──────── 文書の抜粋 ────────
1989年2月22日に鹿児島宇宙空間観測所(現:内之浦宇宙空間観測所)から打ち上げられた磁気圏観測衛星「あけぼの」は、オーロラ電子の生成メカニズムやオーロラに関連する物理現象の解明を目的とした人工衛星だ。日本の衛星としては最長の26年間にわたって観測を行い、2015年4月に運用を停止した。その後も地球を周回していたが、大気抵抗等により衛星の高度低下が続き、今月26日(日本時間)に南米上空で自然落下して大気圏に再突入した。

「あけぼの」
磁気圏観測衛星「あけぼの」(提供:JAXA)

「あけぼの」の観測成果としては、世界で初めて紫外線でオーロラ全体を撮影したことや、オーロラが爆発的に明るくなる現象「オーロラ爆発(サブストーム)」をとらえたことが挙げられる。また、オーロラ分布が電離圏の状態にコントロールされて季節に依存することや、オーロラ電子が冬半球に偏って分布することなど、発光をつくり出すオーロラ電子の加速メカニズムに迫る科学成果も得られた。

オーロラ爆発
「あけぼの」がとらえた「オーロラ爆発」(提供:JAXA

さらに、11年周期の太陽活動の2周期分を超える観測から、地磁気活動に応じてバン・アレン帯外帯の密度・エネルギーが激しく変動することや、太陽活動に応じてバン・アレン帯外帯が消長する様子も明らかにした。

「あけぼの」が長期にわたり取得した観測データは世界中の研究者に公開され、太陽-地球系科学分野や宇宙天気予測などの研究に活用されている。また、「あけぼの」で培われた技術や知見等は、その後の小型高機能科学衛星「れいめい」やジオスペース探査衛星「あらせ」にも引き継がれて、更なる発展を続けている。
────────
_課題の指示_: 「あけぼの」の記事にある「磁気圏観測衛星「あけぼの」(提供:JAXA)」から「消長する様子も明らかにした。」までをすべて、一字も変えずに再掲してください。 これに続く行は参照しなくてかまいません。
──────── 表示データ ────────
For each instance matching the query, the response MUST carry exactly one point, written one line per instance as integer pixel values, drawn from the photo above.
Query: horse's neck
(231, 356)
────────
_課題の解答_:
磁気圏観測衛星「あけぼの」(提供:JAXA)

「あけぼの」の観測成果としては、世界で初めて紫外線でオーロラ全体を撮影したことや、オーロラが爆発的に明るくなる現象「オーロラ爆発(サブストーム)」をとらえたことが挙げられる。また、オーロラ分布が電離圏の状態にコントロールされて季節に依存することや、オーロラ電子が冬半球に偏って分布することなど、発光をつくり出すオーロラ電子の加速メカニズムに迫る科学成果も得られた。

オーロラ爆発
「あけぼの」がとらえた「オーロラ爆発」(提供:JAXA

さらに、11年周期の太陽活動の2周期分を超える観測から、地磁気活動に応じてバン・アレン帯外帯の密度・エネルギーが激しく変動することや、太陽活動に応じてバン・アレン帯外帯が消長する様子も明らかにした。